» Input data:

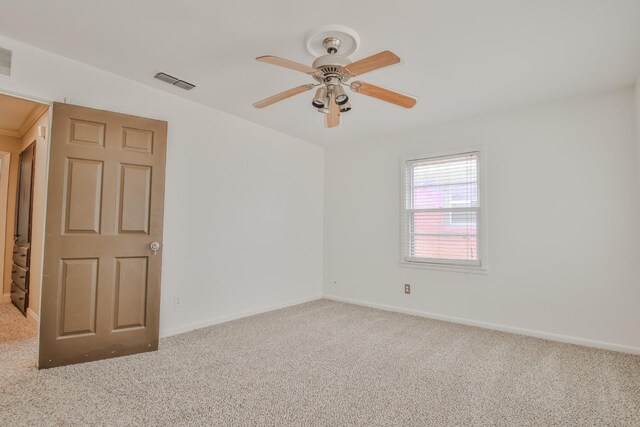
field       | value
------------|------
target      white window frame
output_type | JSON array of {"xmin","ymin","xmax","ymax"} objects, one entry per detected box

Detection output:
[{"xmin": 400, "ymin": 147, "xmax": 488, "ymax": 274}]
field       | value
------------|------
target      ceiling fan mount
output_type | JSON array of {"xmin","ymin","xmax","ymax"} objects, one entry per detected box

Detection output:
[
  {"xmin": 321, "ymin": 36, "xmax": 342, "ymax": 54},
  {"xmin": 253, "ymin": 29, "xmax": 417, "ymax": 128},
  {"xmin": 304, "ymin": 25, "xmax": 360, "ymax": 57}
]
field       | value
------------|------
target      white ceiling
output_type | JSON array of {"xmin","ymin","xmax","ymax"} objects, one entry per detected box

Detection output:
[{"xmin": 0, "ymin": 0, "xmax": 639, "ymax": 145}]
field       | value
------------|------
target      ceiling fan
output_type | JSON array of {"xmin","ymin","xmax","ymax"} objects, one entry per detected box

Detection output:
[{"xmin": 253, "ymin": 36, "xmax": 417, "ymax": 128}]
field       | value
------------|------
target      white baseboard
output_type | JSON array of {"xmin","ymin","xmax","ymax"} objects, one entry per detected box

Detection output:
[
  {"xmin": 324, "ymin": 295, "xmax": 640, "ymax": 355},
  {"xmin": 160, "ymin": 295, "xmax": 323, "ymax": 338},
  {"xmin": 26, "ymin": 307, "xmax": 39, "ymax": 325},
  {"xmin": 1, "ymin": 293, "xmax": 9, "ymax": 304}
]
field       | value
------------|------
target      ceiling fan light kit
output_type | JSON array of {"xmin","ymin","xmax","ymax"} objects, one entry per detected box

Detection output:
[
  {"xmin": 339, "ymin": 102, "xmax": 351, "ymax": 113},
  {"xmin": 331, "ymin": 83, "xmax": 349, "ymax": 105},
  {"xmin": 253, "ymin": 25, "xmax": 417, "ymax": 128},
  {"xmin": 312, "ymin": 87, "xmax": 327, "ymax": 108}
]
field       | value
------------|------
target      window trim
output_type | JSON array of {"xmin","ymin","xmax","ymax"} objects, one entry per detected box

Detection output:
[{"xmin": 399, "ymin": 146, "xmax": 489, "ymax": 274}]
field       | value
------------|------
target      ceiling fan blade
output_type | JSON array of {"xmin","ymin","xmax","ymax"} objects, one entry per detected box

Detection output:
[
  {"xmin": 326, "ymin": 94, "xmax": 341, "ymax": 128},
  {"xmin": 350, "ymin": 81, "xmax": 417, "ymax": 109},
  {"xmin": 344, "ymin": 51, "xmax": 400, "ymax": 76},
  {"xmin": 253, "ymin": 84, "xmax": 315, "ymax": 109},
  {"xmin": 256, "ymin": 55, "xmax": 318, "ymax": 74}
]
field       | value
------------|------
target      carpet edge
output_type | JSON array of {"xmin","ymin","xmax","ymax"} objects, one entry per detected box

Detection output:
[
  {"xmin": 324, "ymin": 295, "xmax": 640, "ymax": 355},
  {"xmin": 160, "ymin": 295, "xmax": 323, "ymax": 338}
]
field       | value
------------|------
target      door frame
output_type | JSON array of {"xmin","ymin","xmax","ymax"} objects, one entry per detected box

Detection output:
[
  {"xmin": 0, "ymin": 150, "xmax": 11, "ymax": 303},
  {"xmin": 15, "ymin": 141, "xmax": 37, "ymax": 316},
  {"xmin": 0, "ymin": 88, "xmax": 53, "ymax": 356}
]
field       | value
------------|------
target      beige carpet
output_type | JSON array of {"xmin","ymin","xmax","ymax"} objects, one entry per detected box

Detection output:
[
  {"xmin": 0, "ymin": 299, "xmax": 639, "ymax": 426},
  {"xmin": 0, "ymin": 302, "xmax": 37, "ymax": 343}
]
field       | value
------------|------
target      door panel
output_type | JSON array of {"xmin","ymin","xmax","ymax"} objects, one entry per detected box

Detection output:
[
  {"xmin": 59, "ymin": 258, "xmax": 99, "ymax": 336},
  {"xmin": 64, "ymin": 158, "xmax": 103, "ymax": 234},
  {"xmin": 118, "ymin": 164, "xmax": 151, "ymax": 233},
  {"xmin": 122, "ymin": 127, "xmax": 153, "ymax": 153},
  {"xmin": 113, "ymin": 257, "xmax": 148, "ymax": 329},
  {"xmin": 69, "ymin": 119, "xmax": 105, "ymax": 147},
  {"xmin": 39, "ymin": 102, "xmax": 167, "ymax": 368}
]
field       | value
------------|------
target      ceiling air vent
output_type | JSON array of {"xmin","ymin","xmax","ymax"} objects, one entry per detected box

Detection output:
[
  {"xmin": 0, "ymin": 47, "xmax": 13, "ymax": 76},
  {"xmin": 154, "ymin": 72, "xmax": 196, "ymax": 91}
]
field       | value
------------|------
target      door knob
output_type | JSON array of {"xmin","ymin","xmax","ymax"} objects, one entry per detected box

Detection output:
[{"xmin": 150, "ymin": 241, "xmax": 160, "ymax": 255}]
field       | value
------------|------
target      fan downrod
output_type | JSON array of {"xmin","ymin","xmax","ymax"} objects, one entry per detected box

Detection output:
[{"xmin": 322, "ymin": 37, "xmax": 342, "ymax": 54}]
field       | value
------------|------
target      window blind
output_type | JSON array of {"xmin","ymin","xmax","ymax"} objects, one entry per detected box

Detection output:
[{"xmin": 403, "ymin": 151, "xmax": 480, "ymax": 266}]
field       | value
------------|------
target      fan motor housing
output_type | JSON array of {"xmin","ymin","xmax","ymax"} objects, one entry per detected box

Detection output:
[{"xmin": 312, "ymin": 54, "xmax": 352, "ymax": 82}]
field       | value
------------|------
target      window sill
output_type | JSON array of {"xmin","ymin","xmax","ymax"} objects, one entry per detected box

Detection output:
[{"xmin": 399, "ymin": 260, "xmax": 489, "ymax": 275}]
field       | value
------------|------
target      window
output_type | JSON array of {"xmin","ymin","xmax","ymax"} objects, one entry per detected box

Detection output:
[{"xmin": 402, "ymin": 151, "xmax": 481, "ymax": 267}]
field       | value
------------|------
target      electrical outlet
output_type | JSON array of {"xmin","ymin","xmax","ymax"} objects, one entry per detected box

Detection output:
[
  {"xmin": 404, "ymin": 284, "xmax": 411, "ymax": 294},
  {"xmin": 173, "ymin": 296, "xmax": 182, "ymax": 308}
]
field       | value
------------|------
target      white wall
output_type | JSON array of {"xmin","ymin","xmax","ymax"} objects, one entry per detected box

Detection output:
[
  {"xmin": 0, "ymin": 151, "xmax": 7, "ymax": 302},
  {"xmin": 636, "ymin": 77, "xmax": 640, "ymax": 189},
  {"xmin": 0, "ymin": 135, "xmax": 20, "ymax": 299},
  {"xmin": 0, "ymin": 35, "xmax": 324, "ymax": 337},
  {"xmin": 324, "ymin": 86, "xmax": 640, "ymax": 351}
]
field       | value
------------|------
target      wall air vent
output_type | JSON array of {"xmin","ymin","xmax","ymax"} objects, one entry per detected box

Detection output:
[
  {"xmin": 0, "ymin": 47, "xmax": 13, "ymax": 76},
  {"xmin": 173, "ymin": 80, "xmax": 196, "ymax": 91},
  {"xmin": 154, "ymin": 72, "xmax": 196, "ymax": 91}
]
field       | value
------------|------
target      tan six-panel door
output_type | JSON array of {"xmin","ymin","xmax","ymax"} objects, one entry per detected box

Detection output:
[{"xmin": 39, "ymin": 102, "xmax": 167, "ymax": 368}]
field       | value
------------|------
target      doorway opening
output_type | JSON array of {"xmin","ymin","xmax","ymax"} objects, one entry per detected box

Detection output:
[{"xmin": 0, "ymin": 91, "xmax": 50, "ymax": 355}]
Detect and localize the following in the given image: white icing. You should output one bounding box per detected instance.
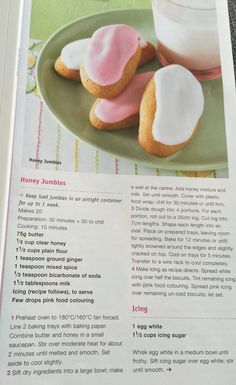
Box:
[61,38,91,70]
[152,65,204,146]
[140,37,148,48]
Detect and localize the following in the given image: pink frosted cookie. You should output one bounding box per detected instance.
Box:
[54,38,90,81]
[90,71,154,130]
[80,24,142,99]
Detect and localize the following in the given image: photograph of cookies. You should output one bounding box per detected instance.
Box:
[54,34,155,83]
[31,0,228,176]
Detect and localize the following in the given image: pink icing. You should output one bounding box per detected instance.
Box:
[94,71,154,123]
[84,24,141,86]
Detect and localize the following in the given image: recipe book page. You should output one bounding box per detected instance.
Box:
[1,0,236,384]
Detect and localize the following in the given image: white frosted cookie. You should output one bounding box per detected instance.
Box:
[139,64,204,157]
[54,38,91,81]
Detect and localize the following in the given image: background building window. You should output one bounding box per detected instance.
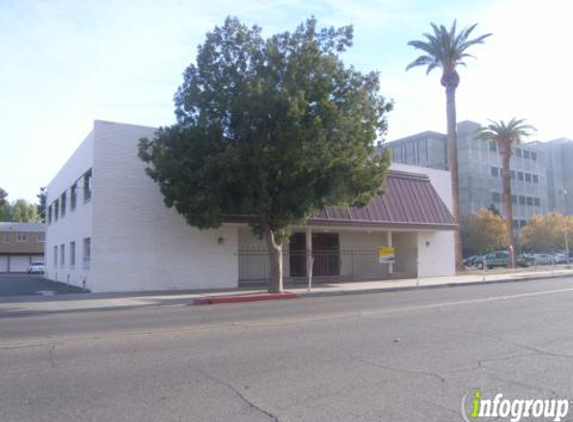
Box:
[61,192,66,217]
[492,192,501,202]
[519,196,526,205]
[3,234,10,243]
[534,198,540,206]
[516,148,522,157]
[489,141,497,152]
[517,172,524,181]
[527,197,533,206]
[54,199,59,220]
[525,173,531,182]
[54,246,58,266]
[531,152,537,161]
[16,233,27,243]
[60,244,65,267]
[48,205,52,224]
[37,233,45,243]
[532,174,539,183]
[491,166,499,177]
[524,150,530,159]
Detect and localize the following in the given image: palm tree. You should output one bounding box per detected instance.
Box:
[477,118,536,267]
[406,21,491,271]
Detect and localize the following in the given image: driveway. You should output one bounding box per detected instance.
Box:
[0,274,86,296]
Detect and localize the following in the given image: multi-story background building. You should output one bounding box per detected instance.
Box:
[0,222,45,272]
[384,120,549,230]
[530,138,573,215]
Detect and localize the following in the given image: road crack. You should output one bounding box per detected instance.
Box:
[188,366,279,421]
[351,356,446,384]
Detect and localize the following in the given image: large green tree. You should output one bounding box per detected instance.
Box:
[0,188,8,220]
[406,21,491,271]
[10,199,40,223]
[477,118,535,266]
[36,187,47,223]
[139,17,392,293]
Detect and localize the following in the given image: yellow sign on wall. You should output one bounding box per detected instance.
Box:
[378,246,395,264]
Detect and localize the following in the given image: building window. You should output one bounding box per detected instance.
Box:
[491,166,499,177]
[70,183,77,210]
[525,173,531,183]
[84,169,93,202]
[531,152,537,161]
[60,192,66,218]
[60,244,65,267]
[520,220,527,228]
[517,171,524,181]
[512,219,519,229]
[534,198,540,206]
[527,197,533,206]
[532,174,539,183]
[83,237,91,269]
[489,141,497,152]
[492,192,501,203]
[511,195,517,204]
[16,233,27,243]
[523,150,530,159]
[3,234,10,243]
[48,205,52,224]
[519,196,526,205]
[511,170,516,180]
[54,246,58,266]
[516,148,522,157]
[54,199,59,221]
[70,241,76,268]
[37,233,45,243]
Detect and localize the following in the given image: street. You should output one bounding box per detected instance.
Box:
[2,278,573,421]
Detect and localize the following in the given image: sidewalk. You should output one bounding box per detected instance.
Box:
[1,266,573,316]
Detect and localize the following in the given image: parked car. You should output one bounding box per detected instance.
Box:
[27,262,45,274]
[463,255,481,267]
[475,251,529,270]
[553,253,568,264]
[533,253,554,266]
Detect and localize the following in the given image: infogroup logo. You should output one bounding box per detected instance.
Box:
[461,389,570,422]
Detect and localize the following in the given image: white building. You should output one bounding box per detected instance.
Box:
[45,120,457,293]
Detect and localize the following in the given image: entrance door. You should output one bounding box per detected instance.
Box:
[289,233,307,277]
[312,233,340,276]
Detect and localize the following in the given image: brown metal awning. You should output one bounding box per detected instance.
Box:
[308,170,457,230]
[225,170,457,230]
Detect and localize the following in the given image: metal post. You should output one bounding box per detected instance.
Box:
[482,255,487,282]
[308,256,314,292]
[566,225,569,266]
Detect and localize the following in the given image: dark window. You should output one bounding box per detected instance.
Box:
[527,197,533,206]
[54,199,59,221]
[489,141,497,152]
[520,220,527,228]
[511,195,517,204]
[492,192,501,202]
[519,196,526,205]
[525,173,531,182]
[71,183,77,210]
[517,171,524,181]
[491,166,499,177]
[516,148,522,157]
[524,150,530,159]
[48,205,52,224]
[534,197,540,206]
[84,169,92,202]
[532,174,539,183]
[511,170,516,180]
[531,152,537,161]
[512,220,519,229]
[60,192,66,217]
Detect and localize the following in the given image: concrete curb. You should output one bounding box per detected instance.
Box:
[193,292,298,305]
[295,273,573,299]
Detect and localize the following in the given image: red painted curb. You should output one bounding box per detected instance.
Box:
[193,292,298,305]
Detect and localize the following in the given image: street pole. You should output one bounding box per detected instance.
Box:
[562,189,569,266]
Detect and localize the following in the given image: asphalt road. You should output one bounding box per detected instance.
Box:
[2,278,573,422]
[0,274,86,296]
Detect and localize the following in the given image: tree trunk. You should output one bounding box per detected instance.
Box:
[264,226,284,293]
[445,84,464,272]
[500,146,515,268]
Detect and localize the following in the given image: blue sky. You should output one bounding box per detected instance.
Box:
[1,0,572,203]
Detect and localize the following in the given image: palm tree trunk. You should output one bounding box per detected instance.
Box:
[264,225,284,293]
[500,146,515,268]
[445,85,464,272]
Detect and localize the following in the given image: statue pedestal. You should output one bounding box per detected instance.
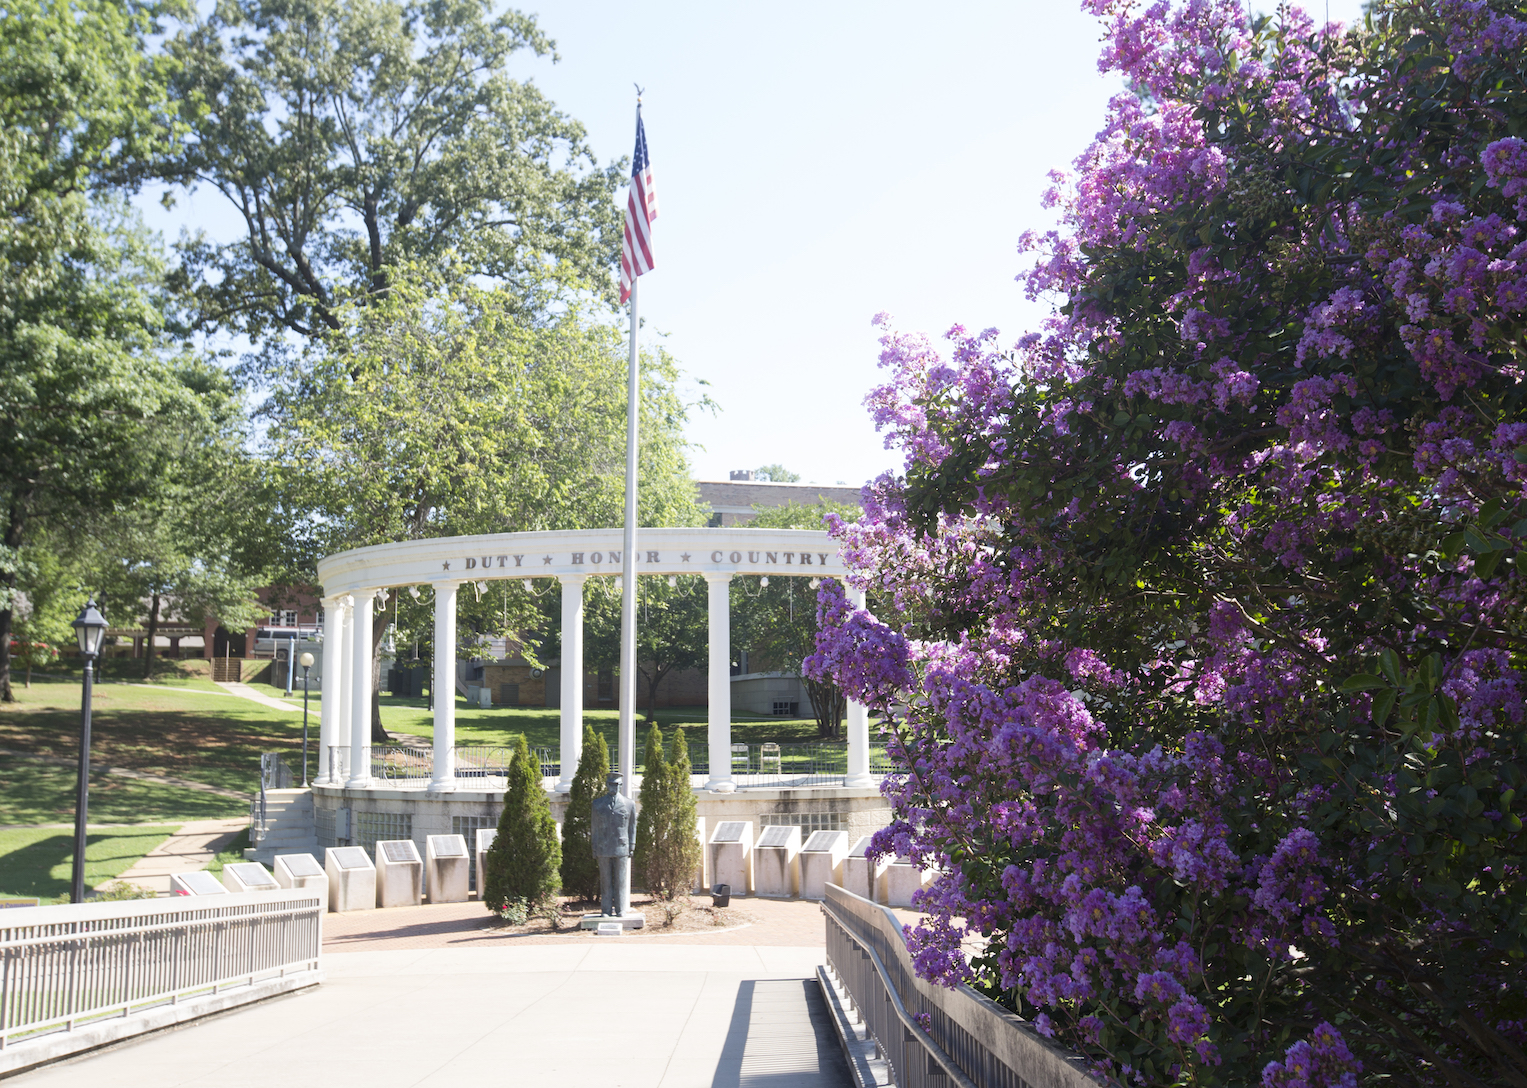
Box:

» Exercise description: Across the records above, count the lines holding "curb" and reply with that number alone.

» Written solution: 2